_TEXT SECTION_
========================================================================

I really want to make an analyzer for the search engine that respects a different list of stop words. However, I seem to be unable to actually make a custom analyzer. Even simply explicitly using the default English analyzer returns an exception, e.g. this works
(let [db (-> (d/empty-db "/tmp/glen"
{:text {:db/valueType :db.type/string
:db/fulltext true}}
{:search-engine {:analyzer (datalevin.search-utils/create-analyzer {})}})
(d/db-with
[{:db/id 1
:text "The quick red fox jumped over the lazy red dogs."}]))]
(d/q '[:find ?text ?e
:in $
:where
[?e :text ?text]
[(fulltext $ "red") [[?e ?a ?text]]]]
db))
but this doesn’t
(let [db (-> (d/empty-db "/tmp/glen"
{:text {:db/valueType :db.type/string
:db/fulltext true}}
{:search-engine {:analyzer (datalevin.search-utils/create-analyzer {:tokenizer datalevin.analyzer/en-analyzer})}})
(d/db-with
[{:db/id 1
:text "The quick red fox jumped over the lazy red dogs."}]))]
(d/q '[:find ?text ?e
:in $
:where
[?e :text ?text]
[(fulltext $ "red") [[?e ?a ?text]]]]
db))
The only difference between the two is that I explicitly provide {:tokenizer datalevin.analyzer/en-analyzer} as opts in the second example which is the exact same function that is defaulted to ANYWAY!
Please help me understand, I just don’t get it.
This is the exception:
Execution error (ExceptionInfo) at datalevin.binding.java.LMDB/transact_kv (java.clj:802).
Fail to transact to LMDB: #error {
:cause "Error putting r/w value buffer of \"datalevin/opts\": #error {\n :cause \"Can only freeze an inter-fn\"\n :data {:x #object[datalevin.analyzer$en_analyzer 0x39f10167 \"datalevin.analyzer$en_analyzer@39f10167\"]}\n
...
I think what you have to do is wrap datalevin.analyzer/en-analyzer in (datalevin.interpret/inter-fn ...), as that will produce a function that can be serialized to LMDB.
If you look at the functions in datalevin.search-utils ns, they all wrap wrap a fn in datalevin.analyzer using datalevin.interpret/inter-fn.
But that’s what datalevin.search-utils/create-analyzer does?

========================================================================

_DATA PROVIDED_

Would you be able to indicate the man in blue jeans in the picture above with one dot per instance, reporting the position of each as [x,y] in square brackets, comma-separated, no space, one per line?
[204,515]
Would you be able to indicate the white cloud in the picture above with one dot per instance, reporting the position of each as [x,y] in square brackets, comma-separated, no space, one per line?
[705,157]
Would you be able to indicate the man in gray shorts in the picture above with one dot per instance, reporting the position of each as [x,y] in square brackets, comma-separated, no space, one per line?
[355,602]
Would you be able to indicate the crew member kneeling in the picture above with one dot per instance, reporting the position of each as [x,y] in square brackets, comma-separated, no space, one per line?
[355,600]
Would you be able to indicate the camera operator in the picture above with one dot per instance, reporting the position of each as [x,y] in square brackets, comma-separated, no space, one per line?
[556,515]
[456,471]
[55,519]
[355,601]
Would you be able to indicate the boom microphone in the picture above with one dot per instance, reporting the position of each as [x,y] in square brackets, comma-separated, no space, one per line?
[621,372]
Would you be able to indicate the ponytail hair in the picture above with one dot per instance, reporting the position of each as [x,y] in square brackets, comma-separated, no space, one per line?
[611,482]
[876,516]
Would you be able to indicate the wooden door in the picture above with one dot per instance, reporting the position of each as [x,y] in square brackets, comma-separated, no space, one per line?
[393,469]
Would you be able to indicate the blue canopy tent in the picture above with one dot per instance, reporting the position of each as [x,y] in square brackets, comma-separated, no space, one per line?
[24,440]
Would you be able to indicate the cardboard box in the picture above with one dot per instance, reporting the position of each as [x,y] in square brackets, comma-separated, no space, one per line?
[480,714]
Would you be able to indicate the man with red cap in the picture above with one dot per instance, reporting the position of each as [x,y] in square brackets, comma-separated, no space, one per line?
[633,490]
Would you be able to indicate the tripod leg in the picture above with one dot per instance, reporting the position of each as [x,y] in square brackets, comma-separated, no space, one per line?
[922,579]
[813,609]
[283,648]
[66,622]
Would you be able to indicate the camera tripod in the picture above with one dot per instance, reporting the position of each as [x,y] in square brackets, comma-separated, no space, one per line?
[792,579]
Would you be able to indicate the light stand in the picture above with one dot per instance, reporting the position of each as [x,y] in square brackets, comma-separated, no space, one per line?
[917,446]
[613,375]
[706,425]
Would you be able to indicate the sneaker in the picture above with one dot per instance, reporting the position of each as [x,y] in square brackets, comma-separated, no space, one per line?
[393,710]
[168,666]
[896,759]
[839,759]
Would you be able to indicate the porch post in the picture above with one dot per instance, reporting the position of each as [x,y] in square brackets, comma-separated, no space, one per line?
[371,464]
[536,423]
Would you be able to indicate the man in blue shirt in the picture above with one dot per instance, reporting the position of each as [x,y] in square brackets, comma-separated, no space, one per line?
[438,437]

========================================================================

_STATED TASK_
Summarize the thread about making a custom analyzer in two sentences. The records aren't needed for this work.

_RESPONSE BELOW_
A user trying to build a custom search-engine analyzer finds that passing datalevin.analyzer/en-analyzer as the tokenizer to create-analyzer throws a "Can only freeze an inter-fn" exception, even though that is the same function used by default and the plain call works. A reply suggests wrapping en-analyzer in datalevin.interpret/inter-fn so it can be serialized to LMDB, and the user asks whether create-analyzer doesn't already do that.